>> start Exercise inputs

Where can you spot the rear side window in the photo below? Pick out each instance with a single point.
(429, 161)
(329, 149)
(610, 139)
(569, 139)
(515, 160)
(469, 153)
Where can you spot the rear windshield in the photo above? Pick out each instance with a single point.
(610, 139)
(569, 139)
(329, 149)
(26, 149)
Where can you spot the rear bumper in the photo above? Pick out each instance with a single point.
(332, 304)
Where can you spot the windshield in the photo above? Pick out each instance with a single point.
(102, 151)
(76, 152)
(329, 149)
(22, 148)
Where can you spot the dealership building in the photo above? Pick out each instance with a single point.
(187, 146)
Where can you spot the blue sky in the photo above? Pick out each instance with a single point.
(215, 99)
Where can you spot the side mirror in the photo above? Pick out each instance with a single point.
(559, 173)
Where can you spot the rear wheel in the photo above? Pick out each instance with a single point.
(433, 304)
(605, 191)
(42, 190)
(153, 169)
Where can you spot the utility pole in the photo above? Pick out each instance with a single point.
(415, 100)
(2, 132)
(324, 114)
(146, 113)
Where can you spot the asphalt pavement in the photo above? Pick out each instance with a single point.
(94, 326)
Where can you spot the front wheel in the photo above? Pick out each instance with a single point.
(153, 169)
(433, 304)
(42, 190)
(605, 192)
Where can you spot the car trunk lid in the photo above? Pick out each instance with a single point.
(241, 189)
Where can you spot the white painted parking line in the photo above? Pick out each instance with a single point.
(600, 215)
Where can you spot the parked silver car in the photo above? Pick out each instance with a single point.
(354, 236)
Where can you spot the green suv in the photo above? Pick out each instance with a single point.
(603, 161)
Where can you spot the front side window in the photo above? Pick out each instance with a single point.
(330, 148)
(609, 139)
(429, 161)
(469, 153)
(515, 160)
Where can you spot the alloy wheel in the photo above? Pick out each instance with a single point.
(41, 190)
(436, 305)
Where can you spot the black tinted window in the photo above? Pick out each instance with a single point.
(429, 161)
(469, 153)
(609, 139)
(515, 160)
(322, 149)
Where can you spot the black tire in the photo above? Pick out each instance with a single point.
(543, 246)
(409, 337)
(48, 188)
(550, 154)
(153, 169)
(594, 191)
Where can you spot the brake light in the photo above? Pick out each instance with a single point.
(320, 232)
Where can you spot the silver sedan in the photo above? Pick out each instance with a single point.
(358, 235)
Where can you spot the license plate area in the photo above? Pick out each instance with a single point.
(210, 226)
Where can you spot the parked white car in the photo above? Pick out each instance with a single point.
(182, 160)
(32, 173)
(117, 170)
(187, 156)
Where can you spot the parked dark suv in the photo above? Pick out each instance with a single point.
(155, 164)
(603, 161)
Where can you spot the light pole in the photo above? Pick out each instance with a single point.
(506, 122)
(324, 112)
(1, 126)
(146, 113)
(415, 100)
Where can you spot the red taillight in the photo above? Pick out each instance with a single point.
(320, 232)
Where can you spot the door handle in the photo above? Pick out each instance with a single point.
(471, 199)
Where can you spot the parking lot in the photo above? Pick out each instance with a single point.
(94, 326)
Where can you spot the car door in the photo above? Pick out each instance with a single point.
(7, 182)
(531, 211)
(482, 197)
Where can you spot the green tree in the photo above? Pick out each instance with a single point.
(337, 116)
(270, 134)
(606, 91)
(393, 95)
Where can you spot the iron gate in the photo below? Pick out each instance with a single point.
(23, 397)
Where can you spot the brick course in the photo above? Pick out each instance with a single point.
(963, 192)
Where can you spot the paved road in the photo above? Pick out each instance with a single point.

>> end Exercise inputs

# The exercise:
Produce an exact copy of every entry above.

# Solution:
Where can you spot the rear side window in the photo below? Pick out each instance with a single point.
(429, 161)
(329, 149)
(610, 139)
(569, 139)
(515, 160)
(469, 153)
Where can you spot the rear windshield in the photo above? Pick out each instance with a single point.
(610, 139)
(569, 139)
(329, 149)
(26, 149)
Where can you spot the rear bumper in the photo above? Pick out each instance with a single point.
(332, 304)
Where can you spot the windshield in the photo above? Pick out each instance with a single point.
(102, 151)
(76, 152)
(329, 149)
(22, 148)
Where can you spot the dealership building in the photo above? Pick out each instance with a single point.
(187, 146)
Where can you spot the blue sky in the photo above? Pick out each instance with a single point.
(215, 99)
Where can you spot the side mirror in the photo above? Pick out each instance with a single point.
(559, 173)
Where can you spot the rear wheel in the photo above? Pick out each instance with a single point.
(433, 304)
(605, 191)
(42, 190)
(153, 169)
Where can you spot the utility pole in the photo above? Pick out each instance with a single point.
(415, 100)
(2, 132)
(324, 114)
(146, 113)
Where can you spot the asphalt pavement in the photo above? Pick out each instance with a single point.
(94, 326)
Where can you spot the front wheel in the photo above? Pick out each instance with a single point.
(153, 169)
(433, 304)
(42, 190)
(605, 192)
Where can you spot the car trunk lid in the photo above? Pick out each instance with a single point.
(241, 189)
Where can you spot the white painted parking line in the photo above? Pick out each instance with a single point.
(600, 215)
Where can you spot the parked silver car in the photo above? Pick out each instance with a single point.
(354, 236)
Where can you spot the green suv in the photo above? Pick out each instance with a single point.
(603, 161)
Where can you spot the front side window in the photo above? Pick out each instance with a single point.
(330, 148)
(609, 139)
(429, 161)
(469, 153)
(515, 160)
Where can you spot the alloy wheel in the photo above? Pick out each instance with a single point.
(41, 190)
(436, 305)
Where can you spot the black tinted window in the photo above? Pick out each instance with a single point.
(429, 161)
(469, 153)
(609, 139)
(515, 160)
(322, 149)
Where can you spot the black tire in the photo above? Pick out each instance with a single point.
(543, 246)
(409, 337)
(48, 188)
(550, 154)
(153, 169)
(594, 191)
Where can you spot the brake light in the photo above? Pick out each instance with a single point.
(320, 232)
Where can you spot the silver sedan in the photo above? Pick out each instance with a single point.
(358, 235)
Where can you spot the license plate area in the photo above? Pick out each instance with a single point.
(210, 226)
Where can you spot the parked white car in the photo above? Pick out each instance with a single point.
(182, 160)
(32, 173)
(117, 170)
(187, 156)
Where can you spot the parked dark suv in the photo above? Pick out each instance with a single point.
(155, 164)
(603, 161)
Where can you spot the light pole in the photo above? Pick out each instance with a single point.
(506, 122)
(324, 112)
(1, 126)
(146, 113)
(415, 100)
Where can you spot the red taillight in the photo above? Pick out each instance with a single point.
(320, 232)
Where can you spot the door handle in the photo above? Pick out each instance with a single point.
(471, 199)
Where can you spot the parking lot in the photo above? Pick out each instance with a single point.
(94, 326)
Where can you spot the car door in the photo above? Pick out each instance with a single point.
(7, 182)
(531, 211)
(482, 197)
Where can you spot the green tree in the photo above? Pick out each instance with a single point.
(337, 116)
(270, 134)
(606, 91)
(393, 95)
Where can you spot the iron gate in the photo below? Pick out each instance with a single point.
(23, 397)
Where can you spot the brick course in the photo above? Pick out each instance with a single point.
(963, 192)
Where can you spot the paved road in the photo above? Pick out each instance with a single point.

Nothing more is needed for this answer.